**What you should do:** Only the lines from the one containing "Query: dark red flower" through the end of the listing below belong in your answer; retype them exactly.

**Records provided:**
================
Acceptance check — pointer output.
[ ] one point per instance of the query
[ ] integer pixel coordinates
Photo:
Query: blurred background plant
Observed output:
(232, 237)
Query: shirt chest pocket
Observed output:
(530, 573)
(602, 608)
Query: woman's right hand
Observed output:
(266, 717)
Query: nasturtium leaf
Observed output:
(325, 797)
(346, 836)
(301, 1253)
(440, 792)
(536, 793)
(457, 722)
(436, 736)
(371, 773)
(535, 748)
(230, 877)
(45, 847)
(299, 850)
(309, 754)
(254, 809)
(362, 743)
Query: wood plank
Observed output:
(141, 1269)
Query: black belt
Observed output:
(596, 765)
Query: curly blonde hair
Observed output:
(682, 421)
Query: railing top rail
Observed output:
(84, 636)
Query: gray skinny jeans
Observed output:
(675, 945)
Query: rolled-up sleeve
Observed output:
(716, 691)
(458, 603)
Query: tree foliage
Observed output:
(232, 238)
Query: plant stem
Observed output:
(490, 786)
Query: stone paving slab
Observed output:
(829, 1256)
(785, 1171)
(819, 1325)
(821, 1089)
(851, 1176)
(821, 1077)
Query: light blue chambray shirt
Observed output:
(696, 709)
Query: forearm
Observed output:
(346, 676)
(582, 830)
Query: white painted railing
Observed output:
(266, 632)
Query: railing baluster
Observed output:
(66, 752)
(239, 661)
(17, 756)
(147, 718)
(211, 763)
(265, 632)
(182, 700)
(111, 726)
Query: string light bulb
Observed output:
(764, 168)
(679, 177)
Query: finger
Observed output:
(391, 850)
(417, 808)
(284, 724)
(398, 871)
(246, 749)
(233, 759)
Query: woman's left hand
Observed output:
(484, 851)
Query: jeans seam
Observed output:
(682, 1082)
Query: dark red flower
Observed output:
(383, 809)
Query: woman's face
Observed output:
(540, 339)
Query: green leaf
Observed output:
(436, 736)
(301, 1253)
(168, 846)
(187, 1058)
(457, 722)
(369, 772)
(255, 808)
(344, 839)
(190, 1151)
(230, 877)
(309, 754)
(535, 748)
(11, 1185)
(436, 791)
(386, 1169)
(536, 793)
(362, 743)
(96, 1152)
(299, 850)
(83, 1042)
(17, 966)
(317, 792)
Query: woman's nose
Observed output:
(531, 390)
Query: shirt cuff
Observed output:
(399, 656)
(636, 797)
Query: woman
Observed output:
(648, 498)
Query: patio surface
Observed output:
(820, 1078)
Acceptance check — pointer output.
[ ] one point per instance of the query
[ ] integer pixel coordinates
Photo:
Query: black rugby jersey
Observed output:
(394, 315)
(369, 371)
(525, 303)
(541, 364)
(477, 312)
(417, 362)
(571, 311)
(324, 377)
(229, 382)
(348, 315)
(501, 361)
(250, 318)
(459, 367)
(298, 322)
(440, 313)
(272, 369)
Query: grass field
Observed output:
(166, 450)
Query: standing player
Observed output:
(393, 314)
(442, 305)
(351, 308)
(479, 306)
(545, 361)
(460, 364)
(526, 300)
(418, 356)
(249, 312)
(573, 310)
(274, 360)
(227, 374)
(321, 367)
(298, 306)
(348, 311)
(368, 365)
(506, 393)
================
**Expected answer:**
Query: dark red flower
Observed output:
(383, 809)
Query: woman's face
Observed output:
(540, 339)
Query: green leaf
Observed output:
(436, 736)
(301, 1253)
(168, 846)
(187, 1058)
(457, 722)
(369, 772)
(255, 808)
(344, 839)
(190, 1151)
(230, 877)
(309, 754)
(535, 748)
(11, 1185)
(436, 791)
(386, 1169)
(536, 793)
(362, 743)
(96, 1152)
(299, 850)
(83, 1042)
(17, 966)
(317, 792)
Query: woman's nose
Observed output:
(531, 390)
Query: shirt cuff
Observed output:
(399, 656)
(636, 797)
Query: woman
Observed output:
(648, 498)
Query: patio surface
Observed output:
(820, 1078)
Acceptance check — pointer output.
[ ] one point per instance of the query
[ ] integer pixel coordinates
Photo:
Query: black rugby jersey
Observed output:
(394, 315)
(369, 371)
(525, 303)
(541, 364)
(477, 312)
(417, 362)
(571, 311)
(324, 377)
(229, 382)
(348, 315)
(501, 361)
(250, 318)
(459, 367)
(298, 322)
(440, 313)
(272, 369)
Query: grass field
Observed output:
(166, 450)
Query: standing player
Observed output:
(393, 314)
(442, 305)
(351, 308)
(479, 306)
(545, 361)
(460, 364)
(526, 300)
(418, 356)
(249, 312)
(573, 310)
(274, 360)
(227, 374)
(321, 367)
(298, 306)
(348, 311)
(368, 365)
(506, 393)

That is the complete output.